• _STATED PROBLEM_
Count the lines in the material below that contain the string "green". Give only the number.

-- Start GIVEN INFORMATION --

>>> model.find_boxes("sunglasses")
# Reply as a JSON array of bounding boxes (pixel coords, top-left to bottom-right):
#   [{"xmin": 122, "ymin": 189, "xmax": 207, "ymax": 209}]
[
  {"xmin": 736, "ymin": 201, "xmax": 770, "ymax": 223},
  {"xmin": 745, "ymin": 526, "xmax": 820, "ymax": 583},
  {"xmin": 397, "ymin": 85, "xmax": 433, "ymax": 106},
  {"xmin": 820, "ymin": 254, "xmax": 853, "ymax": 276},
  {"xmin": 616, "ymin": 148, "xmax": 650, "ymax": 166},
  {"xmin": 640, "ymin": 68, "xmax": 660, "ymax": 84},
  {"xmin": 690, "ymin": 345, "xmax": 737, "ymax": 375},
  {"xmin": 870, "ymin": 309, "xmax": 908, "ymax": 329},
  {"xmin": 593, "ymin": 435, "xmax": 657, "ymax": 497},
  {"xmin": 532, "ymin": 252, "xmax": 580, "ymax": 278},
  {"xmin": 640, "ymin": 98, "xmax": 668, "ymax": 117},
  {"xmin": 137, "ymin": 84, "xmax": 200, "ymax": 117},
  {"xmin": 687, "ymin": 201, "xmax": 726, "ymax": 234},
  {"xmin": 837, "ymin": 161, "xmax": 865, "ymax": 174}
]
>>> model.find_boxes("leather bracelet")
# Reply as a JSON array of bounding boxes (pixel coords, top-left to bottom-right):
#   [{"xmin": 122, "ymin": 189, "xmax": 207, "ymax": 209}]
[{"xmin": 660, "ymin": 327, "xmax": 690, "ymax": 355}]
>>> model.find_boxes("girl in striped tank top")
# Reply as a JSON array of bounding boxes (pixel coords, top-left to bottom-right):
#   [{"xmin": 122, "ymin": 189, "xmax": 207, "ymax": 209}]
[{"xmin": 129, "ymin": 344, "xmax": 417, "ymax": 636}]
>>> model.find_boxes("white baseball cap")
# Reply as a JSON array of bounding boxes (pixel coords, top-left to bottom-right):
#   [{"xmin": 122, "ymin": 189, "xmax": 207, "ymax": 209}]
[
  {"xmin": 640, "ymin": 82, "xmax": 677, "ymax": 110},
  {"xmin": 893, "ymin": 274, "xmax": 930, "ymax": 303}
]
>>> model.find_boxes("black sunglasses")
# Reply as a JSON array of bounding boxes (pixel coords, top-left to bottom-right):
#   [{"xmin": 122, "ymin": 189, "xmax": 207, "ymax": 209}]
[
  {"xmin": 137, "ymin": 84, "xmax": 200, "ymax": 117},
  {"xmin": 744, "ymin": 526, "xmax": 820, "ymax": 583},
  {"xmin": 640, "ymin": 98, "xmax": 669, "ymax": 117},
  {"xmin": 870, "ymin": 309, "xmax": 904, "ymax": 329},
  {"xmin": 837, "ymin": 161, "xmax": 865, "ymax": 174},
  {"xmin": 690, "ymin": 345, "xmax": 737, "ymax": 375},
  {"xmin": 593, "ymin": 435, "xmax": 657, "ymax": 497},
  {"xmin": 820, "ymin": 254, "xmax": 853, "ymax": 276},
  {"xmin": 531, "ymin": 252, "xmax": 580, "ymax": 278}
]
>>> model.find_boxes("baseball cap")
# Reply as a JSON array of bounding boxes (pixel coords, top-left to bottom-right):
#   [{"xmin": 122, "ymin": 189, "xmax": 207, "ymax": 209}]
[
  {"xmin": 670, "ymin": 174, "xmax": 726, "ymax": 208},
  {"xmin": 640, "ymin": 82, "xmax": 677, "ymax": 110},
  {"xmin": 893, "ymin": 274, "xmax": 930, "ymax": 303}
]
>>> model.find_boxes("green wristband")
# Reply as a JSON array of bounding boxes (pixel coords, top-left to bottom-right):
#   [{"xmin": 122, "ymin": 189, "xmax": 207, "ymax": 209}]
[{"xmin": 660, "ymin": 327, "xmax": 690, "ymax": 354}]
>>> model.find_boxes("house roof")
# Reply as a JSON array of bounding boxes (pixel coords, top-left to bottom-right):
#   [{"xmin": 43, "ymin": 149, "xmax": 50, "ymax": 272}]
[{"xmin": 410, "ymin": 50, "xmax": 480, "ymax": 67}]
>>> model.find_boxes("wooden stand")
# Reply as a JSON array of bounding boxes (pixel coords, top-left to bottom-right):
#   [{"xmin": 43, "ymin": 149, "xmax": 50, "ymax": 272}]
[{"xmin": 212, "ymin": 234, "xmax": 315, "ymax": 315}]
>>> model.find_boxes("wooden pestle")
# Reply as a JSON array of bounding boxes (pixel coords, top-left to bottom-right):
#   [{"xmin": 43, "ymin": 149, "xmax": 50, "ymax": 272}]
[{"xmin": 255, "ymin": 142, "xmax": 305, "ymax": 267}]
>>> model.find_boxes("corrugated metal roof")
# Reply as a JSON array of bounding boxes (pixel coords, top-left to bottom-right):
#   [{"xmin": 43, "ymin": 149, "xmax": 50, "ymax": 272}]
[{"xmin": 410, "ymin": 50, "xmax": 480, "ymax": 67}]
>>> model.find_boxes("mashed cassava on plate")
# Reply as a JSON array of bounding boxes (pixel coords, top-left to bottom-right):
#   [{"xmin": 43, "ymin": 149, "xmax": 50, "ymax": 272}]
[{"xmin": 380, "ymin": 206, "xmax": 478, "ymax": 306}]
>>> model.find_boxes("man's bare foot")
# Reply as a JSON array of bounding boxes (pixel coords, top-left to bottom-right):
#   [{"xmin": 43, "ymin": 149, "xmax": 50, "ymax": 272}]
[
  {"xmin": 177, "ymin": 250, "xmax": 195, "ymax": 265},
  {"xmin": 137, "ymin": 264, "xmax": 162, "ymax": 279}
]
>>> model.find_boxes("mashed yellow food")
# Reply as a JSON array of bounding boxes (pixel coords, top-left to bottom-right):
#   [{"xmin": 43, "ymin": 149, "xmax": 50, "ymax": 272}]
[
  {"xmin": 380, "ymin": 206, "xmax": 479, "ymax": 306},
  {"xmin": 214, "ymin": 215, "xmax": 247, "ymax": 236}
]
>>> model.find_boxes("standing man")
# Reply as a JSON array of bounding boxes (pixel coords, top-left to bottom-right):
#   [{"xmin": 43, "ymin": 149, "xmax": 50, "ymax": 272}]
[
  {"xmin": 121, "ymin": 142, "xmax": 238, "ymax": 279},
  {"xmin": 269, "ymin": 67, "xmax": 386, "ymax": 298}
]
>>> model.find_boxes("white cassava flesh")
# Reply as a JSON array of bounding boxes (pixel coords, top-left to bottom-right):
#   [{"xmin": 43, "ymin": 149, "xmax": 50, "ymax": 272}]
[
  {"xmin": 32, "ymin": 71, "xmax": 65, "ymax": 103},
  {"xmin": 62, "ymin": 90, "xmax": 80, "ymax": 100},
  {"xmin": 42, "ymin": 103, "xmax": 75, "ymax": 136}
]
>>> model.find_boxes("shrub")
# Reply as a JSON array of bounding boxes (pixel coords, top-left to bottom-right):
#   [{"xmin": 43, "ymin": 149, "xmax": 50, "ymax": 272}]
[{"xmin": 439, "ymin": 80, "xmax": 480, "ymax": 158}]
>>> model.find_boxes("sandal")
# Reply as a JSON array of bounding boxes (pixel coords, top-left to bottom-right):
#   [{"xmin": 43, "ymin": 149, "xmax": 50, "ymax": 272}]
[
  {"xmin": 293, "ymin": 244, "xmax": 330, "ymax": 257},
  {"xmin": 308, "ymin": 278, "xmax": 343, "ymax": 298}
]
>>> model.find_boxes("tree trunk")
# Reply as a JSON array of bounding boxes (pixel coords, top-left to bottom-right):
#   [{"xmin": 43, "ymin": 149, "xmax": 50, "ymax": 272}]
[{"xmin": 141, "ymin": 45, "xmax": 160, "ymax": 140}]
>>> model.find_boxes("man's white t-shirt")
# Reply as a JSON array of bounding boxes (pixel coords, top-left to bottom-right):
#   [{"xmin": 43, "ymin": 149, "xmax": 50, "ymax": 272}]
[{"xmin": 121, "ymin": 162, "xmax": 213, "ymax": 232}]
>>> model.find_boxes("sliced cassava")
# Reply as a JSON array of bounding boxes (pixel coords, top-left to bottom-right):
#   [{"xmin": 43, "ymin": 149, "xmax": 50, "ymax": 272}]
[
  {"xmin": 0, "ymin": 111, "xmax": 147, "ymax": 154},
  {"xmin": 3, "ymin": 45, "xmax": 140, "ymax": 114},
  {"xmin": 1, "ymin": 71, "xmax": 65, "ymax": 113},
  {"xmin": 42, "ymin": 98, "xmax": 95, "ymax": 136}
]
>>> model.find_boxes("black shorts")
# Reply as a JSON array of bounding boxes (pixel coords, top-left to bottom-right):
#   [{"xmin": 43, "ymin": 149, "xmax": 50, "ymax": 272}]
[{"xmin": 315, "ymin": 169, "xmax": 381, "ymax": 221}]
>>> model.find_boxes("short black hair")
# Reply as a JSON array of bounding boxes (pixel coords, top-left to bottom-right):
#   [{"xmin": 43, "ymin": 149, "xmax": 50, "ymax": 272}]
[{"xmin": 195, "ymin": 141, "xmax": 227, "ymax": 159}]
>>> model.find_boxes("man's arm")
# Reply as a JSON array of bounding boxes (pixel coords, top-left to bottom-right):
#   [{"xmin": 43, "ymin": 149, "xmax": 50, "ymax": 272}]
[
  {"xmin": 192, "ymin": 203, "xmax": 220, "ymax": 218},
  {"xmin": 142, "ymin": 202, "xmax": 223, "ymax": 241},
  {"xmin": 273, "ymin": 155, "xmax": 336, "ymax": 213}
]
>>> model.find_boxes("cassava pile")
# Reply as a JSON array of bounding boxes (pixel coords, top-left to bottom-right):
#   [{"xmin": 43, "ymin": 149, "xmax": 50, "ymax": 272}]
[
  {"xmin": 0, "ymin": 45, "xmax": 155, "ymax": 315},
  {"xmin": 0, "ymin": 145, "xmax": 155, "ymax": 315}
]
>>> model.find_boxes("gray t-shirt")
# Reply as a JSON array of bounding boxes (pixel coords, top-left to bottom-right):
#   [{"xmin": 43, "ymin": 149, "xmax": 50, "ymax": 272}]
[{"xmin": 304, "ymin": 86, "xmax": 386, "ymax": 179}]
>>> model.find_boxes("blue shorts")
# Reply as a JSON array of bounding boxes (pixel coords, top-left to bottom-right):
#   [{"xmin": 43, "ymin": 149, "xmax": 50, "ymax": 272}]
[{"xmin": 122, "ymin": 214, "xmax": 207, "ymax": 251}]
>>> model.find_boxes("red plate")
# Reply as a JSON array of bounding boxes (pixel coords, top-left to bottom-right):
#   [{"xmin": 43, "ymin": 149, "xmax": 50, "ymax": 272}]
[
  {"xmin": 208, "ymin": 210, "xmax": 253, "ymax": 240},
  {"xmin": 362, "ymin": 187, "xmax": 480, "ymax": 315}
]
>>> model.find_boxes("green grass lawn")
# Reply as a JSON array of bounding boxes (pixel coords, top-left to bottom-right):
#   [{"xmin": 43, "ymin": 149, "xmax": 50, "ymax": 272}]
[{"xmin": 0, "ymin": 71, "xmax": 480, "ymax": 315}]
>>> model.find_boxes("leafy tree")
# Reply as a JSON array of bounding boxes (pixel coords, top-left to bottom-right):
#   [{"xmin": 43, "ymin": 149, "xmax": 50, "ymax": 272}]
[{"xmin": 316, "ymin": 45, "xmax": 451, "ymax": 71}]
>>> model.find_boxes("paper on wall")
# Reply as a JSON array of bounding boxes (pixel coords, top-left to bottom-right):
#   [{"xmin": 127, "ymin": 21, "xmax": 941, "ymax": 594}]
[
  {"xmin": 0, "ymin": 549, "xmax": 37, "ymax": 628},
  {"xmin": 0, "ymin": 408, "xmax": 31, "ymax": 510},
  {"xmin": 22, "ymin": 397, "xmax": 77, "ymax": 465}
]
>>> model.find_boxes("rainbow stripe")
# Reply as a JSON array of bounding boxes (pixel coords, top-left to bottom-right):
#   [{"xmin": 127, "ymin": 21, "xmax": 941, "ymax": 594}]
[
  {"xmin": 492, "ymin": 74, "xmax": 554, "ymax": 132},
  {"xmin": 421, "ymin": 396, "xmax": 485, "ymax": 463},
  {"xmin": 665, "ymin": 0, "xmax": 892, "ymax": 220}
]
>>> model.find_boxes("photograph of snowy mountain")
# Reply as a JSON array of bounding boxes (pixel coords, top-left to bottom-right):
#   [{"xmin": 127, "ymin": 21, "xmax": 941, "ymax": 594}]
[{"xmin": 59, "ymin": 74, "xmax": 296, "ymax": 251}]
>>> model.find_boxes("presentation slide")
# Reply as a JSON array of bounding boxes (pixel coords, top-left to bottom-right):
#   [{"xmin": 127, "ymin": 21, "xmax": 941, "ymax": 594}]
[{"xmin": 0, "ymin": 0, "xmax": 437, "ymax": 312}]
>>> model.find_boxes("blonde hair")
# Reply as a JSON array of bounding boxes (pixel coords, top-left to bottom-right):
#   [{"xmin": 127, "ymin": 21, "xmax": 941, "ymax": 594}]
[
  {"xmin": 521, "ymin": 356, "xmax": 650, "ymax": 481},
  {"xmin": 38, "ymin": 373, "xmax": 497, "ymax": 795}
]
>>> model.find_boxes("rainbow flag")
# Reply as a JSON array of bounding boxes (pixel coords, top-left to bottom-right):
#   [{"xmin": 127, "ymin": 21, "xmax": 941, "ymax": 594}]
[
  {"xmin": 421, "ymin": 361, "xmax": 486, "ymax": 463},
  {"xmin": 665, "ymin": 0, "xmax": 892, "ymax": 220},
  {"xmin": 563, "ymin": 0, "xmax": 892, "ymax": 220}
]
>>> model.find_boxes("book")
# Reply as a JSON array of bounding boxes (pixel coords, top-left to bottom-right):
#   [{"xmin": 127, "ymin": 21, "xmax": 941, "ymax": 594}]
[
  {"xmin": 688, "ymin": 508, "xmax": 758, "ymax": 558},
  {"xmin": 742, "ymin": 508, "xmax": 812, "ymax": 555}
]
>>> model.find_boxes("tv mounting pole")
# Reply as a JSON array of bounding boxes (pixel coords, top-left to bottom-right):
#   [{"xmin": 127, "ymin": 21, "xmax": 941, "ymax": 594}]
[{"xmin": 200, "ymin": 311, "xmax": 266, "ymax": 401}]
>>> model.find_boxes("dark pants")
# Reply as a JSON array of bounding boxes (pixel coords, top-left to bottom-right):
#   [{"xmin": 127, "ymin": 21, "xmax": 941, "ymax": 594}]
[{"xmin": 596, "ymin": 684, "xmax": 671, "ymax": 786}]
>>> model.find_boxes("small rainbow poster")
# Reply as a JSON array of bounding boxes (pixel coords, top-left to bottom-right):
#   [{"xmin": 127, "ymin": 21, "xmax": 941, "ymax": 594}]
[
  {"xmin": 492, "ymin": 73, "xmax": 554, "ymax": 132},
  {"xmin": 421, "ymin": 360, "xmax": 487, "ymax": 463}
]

-- End GIVEN INFORMATION --

• _SOLUTION TO THIS EXERCISE_
2